* DIRECTIONS FOR THIS TASK *
Format every line of the material below as a JSON list of strings, one string per line, with blank lines left out.

* EXCERPTED RECORDS *
** Begin **

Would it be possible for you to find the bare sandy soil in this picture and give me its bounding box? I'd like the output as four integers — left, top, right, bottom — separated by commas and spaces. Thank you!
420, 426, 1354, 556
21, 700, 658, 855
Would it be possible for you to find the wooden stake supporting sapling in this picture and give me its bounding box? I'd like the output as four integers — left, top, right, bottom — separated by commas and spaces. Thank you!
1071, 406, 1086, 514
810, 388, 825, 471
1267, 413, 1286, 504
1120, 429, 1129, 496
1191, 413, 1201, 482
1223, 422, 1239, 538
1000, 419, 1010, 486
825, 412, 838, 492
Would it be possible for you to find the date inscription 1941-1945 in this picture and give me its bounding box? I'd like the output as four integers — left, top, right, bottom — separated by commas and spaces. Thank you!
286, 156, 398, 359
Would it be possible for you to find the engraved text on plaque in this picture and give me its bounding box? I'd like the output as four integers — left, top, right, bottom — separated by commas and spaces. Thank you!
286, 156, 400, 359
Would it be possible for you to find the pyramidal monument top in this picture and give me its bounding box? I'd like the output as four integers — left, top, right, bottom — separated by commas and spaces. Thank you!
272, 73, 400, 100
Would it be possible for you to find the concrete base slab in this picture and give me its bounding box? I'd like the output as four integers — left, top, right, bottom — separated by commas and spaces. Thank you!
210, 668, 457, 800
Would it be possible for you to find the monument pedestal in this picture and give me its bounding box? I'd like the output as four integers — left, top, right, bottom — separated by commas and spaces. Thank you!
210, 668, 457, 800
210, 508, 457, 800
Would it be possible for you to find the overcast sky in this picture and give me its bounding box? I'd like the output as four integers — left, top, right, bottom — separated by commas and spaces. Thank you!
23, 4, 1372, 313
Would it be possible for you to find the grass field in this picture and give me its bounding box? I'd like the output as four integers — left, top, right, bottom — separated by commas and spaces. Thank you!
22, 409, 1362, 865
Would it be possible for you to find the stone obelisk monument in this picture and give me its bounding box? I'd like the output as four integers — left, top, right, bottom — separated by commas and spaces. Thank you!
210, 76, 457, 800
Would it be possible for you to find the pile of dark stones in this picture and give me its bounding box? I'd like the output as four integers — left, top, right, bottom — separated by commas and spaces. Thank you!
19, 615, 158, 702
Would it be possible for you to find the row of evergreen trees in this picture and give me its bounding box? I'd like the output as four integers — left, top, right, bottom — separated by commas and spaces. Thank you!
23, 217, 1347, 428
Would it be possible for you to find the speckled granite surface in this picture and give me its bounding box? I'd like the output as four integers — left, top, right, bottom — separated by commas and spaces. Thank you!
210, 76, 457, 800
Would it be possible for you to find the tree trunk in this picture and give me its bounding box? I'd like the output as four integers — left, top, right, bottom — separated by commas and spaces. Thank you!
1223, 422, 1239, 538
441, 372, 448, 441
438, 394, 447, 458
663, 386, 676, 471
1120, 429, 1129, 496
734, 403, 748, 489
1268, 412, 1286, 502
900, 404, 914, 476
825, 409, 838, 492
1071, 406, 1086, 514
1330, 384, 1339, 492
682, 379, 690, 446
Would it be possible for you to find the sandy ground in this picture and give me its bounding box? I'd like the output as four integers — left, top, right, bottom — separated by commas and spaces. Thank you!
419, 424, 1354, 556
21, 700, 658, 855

** End **

* REPLY TO THE TASK *
[
  "Would it be possible for you to find the bare sandy soil in this picture and give me its bounding box? I'd like the output as four integers — left, top, right, bottom — separated by commas and spaces. Thank you!",
  "420, 426, 1354, 556",
  "21, 700, 658, 855",
  "Would it be possible for you to find the wooden stake supporting sapling in this picture and give me its bounding box? I'd like the output as four integers — left, top, right, bottom — separated by commas and spaces. Thank you!",
  "1071, 406, 1086, 514",
  "810, 388, 825, 471",
  "1267, 413, 1286, 504",
  "1120, 429, 1129, 496",
  "1191, 413, 1201, 482",
  "1223, 422, 1239, 538",
  "1000, 419, 1010, 486",
  "825, 412, 838, 492",
  "Would it be possible for you to find the date inscription 1941-1945 in this picture and give me its bounding box? I'd like the output as four integers — left, top, right, bottom — separated by commas and spaces. Thank you!",
  "286, 156, 398, 359",
  "Would it be possible for you to find the engraved text on plaque in this picture and give me its bounding box? I'd like the output as four integers — left, top, right, bottom — separated by commas and spaces. Thank you!",
  "286, 156, 400, 359",
  "Would it be possible for you to find the pyramidal monument top in this picture and give me its bounding box? I'd like the output as four integers — left, top, right, bottom — separated by commas and spaces. Thank you!",
  "272, 73, 400, 100",
  "Would it be possible for you to find the concrete base slab in this picture and give me its bounding box? I'd like the output as four integers — left, top, right, bottom — separated by commas and spaces. Thank you!",
  "210, 668, 457, 800",
  "Would it be possible for you to find the monument pedestal in this picture and give me its bounding box? I'd like the output as four integers — left, top, right, bottom — separated by commas and spaces. Thank you!",
  "210, 668, 457, 800",
  "210, 508, 457, 800",
  "Would it be possible for you to find the overcast sky in this picture and give me its bounding box? I'd like the output as four integers — left, top, right, bottom — separated by commas and spaces. Thank you!",
  "23, 4, 1372, 313",
  "Would it be possible for you to find the grass field in this picture and give me its bounding box? I'd like the output as four integers — left, top, right, bottom — separated by commas and spaces. Thank you!",
  "22, 409, 1362, 865",
  "Would it be possible for you to find the stone obelisk monument in this picture and give me its bounding box? I'd like the output as four integers — left, top, right, bottom — separated by commas and spaces. Thank you!",
  "210, 76, 457, 800",
  "Would it be possible for you to find the pile of dark stones in this picture and give me its bounding box? I'd like the output as four integers — left, top, right, bottom — separated by commas and spaces. Thank you!",
  "19, 615, 158, 702",
  "Would it be possible for you to find the row of evergreen trees in this picture and give me its bounding box? I'd like the output as four integers — left, top, right, bottom — separated by commas and spaces. Thank you!",
  "23, 217, 1347, 428",
  "Would it be possible for you to find the speckled granite surface in this picture and give me its bounding box? I'd like the output as four integers — left, top, right, bottom — separated by commas and spaces. Thank you!",
  "210, 76, 457, 800",
  "Would it be possible for you to find the tree trunk in this picture and give me its bounding box? I'd like the output as four integers — left, top, right, bottom — separated by commas and spaces. Thank you!",
  "1223, 422, 1239, 538",
  "441, 372, 448, 441",
  "438, 394, 447, 458",
  "663, 386, 676, 471",
  "1120, 429, 1129, 496",
  "734, 403, 748, 489",
  "1268, 412, 1286, 502",
  "900, 404, 914, 476",
  "825, 409, 838, 492",
  "1071, 406, 1086, 514",
  "1330, 384, 1339, 492",
  "682, 379, 690, 446",
  "Would it be possible for you to find the sandy ground in this picture and give me its bounding box? I'd like the output as four integers — left, top, right, bottom — separated by commas and spaces. Thank you!",
  "419, 424, 1354, 556",
  "21, 700, 658, 855"
]